Action item: Drop every picture, then repeat the records exactly.
BEGIN Provided data
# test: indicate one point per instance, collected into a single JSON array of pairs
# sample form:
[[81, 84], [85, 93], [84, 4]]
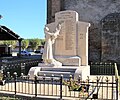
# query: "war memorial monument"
[[66, 47]]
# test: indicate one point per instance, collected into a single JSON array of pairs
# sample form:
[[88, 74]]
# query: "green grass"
[[8, 98]]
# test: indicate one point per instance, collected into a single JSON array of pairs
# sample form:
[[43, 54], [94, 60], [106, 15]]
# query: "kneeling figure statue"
[[50, 38]]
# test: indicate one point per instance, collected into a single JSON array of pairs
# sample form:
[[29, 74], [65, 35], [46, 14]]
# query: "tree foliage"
[[34, 43]]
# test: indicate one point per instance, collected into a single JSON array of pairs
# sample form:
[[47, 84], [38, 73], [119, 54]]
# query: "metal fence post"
[[117, 89], [61, 78], [35, 86], [15, 79]]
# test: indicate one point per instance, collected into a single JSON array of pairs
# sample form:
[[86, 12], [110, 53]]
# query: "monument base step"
[[69, 60], [66, 71]]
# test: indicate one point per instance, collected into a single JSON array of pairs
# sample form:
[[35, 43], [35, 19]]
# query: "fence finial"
[[116, 72]]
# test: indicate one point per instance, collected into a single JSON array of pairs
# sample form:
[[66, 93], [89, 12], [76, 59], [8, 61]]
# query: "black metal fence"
[[103, 88], [102, 68], [19, 66]]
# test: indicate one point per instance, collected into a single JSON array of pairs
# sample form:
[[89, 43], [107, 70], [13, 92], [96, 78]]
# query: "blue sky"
[[27, 18]]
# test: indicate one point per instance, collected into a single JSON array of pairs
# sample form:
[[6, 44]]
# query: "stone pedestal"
[[69, 60], [66, 71]]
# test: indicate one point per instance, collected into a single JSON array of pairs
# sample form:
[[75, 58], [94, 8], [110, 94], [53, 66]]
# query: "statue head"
[[46, 28]]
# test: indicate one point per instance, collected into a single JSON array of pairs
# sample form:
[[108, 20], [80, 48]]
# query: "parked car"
[[25, 53]]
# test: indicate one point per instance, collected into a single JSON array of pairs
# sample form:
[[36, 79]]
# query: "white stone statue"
[[49, 41]]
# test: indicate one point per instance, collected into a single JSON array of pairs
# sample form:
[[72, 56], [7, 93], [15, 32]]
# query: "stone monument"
[[70, 48]]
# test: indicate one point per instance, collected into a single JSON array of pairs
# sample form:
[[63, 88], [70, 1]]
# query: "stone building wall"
[[95, 11]]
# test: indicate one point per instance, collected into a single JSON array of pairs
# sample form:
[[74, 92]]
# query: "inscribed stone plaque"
[[83, 42], [66, 42]]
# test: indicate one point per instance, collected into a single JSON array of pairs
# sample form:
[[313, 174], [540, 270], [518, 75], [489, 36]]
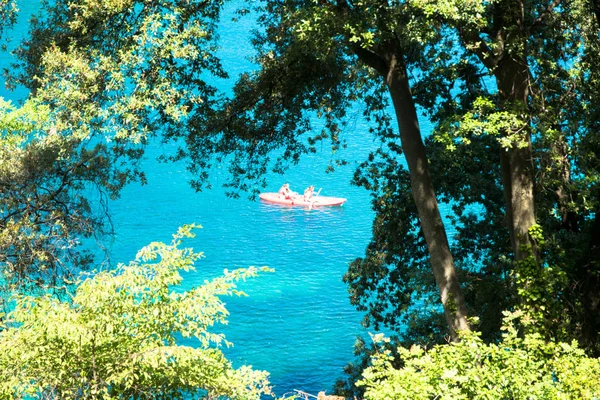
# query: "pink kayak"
[[316, 201]]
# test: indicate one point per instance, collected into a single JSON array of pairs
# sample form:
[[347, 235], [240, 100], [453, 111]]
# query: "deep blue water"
[[297, 322]]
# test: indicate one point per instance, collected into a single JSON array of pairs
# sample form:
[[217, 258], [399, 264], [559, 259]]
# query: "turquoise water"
[[297, 322]]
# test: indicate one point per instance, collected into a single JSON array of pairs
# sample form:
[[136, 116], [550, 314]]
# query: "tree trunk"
[[442, 262], [516, 165]]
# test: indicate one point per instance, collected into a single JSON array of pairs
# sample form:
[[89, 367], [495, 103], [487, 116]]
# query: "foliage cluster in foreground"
[[117, 338], [518, 367]]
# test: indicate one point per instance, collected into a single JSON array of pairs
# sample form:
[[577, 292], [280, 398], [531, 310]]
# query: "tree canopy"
[[119, 336], [511, 87]]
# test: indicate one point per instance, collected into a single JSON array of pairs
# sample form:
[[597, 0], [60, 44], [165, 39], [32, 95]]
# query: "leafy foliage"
[[118, 336], [517, 367], [54, 188]]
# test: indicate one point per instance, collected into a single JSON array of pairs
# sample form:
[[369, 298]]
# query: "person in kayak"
[[308, 192], [286, 192]]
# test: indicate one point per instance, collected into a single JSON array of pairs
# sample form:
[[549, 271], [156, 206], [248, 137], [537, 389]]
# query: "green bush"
[[116, 339], [519, 367]]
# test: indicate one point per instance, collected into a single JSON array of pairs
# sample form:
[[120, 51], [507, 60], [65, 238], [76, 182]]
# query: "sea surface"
[[297, 322]]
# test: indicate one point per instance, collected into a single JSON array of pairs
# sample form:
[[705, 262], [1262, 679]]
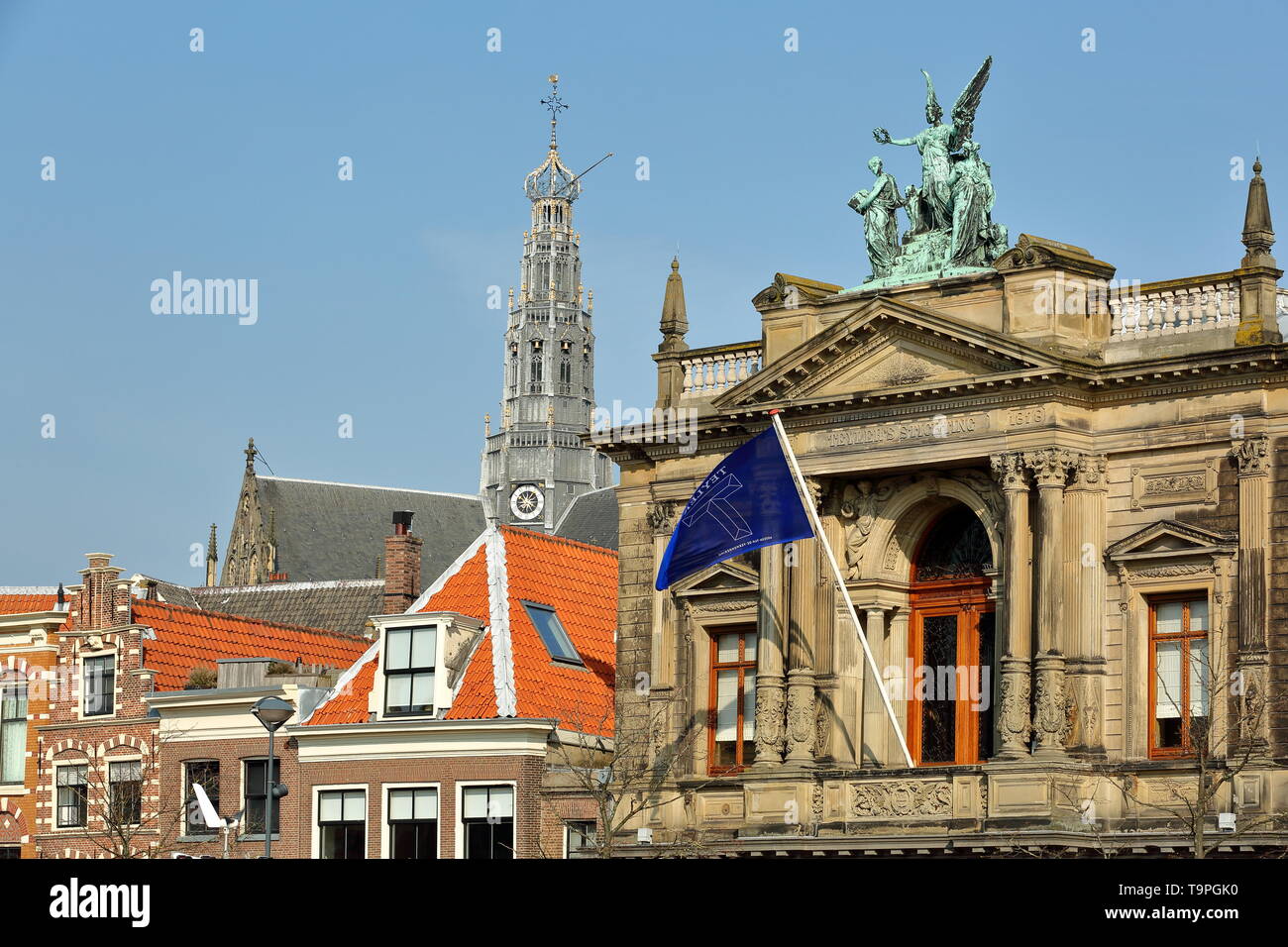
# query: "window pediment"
[[1170, 539]]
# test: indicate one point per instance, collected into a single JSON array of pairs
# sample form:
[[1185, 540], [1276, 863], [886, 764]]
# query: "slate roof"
[[340, 605], [329, 531], [591, 518], [187, 638], [510, 673], [174, 594]]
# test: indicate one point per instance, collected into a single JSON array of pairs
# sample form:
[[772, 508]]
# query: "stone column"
[[876, 724], [1252, 459], [802, 711], [896, 654], [1050, 471], [771, 688], [833, 678], [1016, 719], [1083, 641]]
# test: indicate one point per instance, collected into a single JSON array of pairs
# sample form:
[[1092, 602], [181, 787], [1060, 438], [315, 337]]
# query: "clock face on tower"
[[527, 501]]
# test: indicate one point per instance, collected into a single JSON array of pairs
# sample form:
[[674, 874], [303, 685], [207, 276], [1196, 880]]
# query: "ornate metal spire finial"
[[555, 105]]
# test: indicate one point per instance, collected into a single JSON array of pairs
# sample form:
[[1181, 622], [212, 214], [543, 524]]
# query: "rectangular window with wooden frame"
[[13, 728], [72, 795], [204, 774], [125, 792], [1179, 676], [99, 685], [410, 655], [733, 699]]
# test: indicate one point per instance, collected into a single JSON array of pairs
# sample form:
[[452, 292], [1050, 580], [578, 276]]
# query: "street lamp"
[[270, 711]]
END Provided data
Solution to the exercise:
# test: indicate one point per instance, collected into a single JSON array of pairs
# sample form:
[[81, 84], [85, 93], [84, 4]]
# query: "war memorial monument"
[[66, 47]]
# test: indicate one point per instance, collected into a single JSON array of pairs
# sample form:
[[88, 74]]
# query: "green grass"
[[8, 98]]
# test: indicate one point per instance, collected into a single JSON array of pairs
# sample form:
[[43, 54], [94, 60], [106, 15]]
# query: "kneeling figure statue"
[[50, 38]]
# test: indicate one point per instance, collected into a single JSON array of pairs
# sample form:
[[29, 74], [65, 35], [46, 14]]
# query: "tree foliage"
[[34, 43]]
# test: indicate one point per instance, collected into a single JSON array of pairs
# sample form:
[[47, 84], [38, 73], [119, 54]]
# query: "metal fence post"
[[117, 89], [61, 78], [35, 86], [15, 79]]
# test: indicate one point per instance, collected into a single JSON array of pairs
# sample form:
[[86, 12], [110, 53]]
# query: "monument base step"
[[69, 60], [66, 71]]
# test: indicate one point per instance, collected into a single JSON array of pairs
# sample form:
[[35, 43], [35, 19]]
# query: "fence finial"
[[116, 72]]
# test: indicate one point per instance, collected into a single JSON array of pairs
# sample form:
[[66, 93], [89, 12], [76, 59], [8, 61]]
# query: "black metal fence"
[[103, 88], [102, 68], [19, 66]]
# test: indicate one point per instance, collected into a single JSON array of pairs
# sample form:
[[89, 43], [107, 70], [13, 92], [96, 78]]
# query: "blue sky"
[[27, 18]]
# test: indicate one point per instance, collected into a single JSON array of pairs
# sample form:
[[6, 44]]
# query: "stone pedestal"
[[69, 60], [66, 71]]
# test: indicate one point per instance, collected into a single JSON array of pairs
# sample form:
[[75, 58], [94, 8], [110, 94], [53, 66]]
# query: "statue head"
[[46, 28]]
# test: indicate one point per instance, collected into a single JSON array of pairs
# sample form:
[[108, 20], [80, 48]]
# query: "parked car"
[[25, 53]]
# test: indicate one point per instance, collected into a single JSON array of pairs
# sample form:
[[36, 79]]
# query: "white stone statue"
[[49, 41]]
# test: indicate one point per instance, collected into a single JSON array of pairs
# sample form:
[[72, 56], [7, 93], [15, 32]]
# query: "stone monument"
[[70, 48]]
# test: indicate one point per instance, collected into a single JSON array of pairs
# sample form:
[[63, 88], [70, 1]]
# query: "stone building wall"
[[95, 11]]
# test: indicate one point per instance, collected into a single JSON array of pairs
# sample form:
[[74, 92]]
# query: "inscribed stone plaque"
[[83, 42], [66, 42]]
# test: indicate one point per instance, collected into a single JSON array of pairs
# sample form:
[[313, 174], [540, 270], [518, 75], [489, 36]]
# query: "pink kayak"
[[316, 201]]
# test: indicate one point per instance, collected into a single JSON array of pairs
# sample form:
[[347, 235], [240, 100], [453, 111]]
# query: "deep blue water"
[[297, 322]]
# test: indicate one point per instance, collected into a single JSON array of pairs
# sample form:
[[217, 258], [399, 264], [559, 259]]
# query: "turquoise water"
[[297, 322]]
# test: indicate one point per instance, collected into a single JSON array of pairs
# sample form:
[[136, 116], [550, 314]]
# query: "tree trunk"
[[442, 262], [516, 165]]
# test: indicate one point per instance, collected into a single JSON array of pairs
# sample form:
[[89, 367], [495, 103], [487, 116]]
# query: "foliage cluster in foreground"
[[117, 338], [518, 367]]
# test: indicate one point per instance, collected into a single JSON array of pairs
# sample form:
[[577, 292], [280, 398], [531, 310]]
# query: "tree canopy"
[[119, 336], [511, 87]]
# test: indicate one point per instance, collected into a single JSON array of pairs
# sample form:
[[597, 0], [60, 44], [165, 39], [32, 95]]
# query: "leafy foliage"
[[118, 336], [517, 367], [54, 188]]
# test: indicate one point per instance, collected into a single JSON array of pairs
# sample form:
[[369, 298]]
# query: "person in kayak"
[[308, 192], [286, 192]]
# test: indicate one point per instance, collected into a single JSON array of pairs
# sample form:
[[549, 271], [156, 206], [248, 137], [537, 389]]
# query: "green bush"
[[116, 339], [519, 367]]
# test: indicate one point per instance, collected into a single JSON array of pairs
# sample form:
[[120, 51], [507, 60], [65, 238], [76, 182]]
# query: "sea surface"
[[297, 322]]
# test: indicate one point per instance, collected into a single JSON array of pairs
# sample form:
[[705, 262], [1262, 679]]
# query: "window pediment"
[[1170, 539]]
# test: indicate one point per instance, collected into a single JSON array of pairs
# sample form:
[[1185, 540], [1276, 863], [886, 764]]
# query: "slate roof"
[[340, 605], [329, 531], [591, 518], [187, 638], [510, 673], [174, 594]]
# test: indicate one point per instance, collected into a single JSON array of pairs
# sample form:
[[772, 508]]
# query: "stone column"
[[876, 724], [1252, 459], [802, 711], [896, 654], [1050, 471], [771, 688], [833, 678], [1016, 719], [1083, 641]]
# test: indicate one point per instance, collected into a single JSON array of pairs
# sample form:
[[1092, 602], [181, 787], [1060, 438], [315, 337]]
# query: "clock face on tower"
[[527, 501]]
# test: indicate one point per instance, collected into a single JSON array of pairs
# sample form:
[[674, 874], [303, 685], [207, 276], [1196, 880]]
# query: "ornate metal spire finial"
[[555, 105]]
# test: indicate one point per instance, collected into a single JSON array of pairs
# sample form:
[[1181, 622], [212, 214], [543, 524]]
# query: "rectangular window with wooden frame"
[[13, 728], [72, 795], [204, 774], [125, 792], [1179, 676], [99, 685], [410, 655], [733, 699]]
# test: indicate one point per instance, collected into a single JSON array of pairs
# sample form:
[[452, 292], [1050, 580], [578, 276]]
# query: "street lamp"
[[270, 711]]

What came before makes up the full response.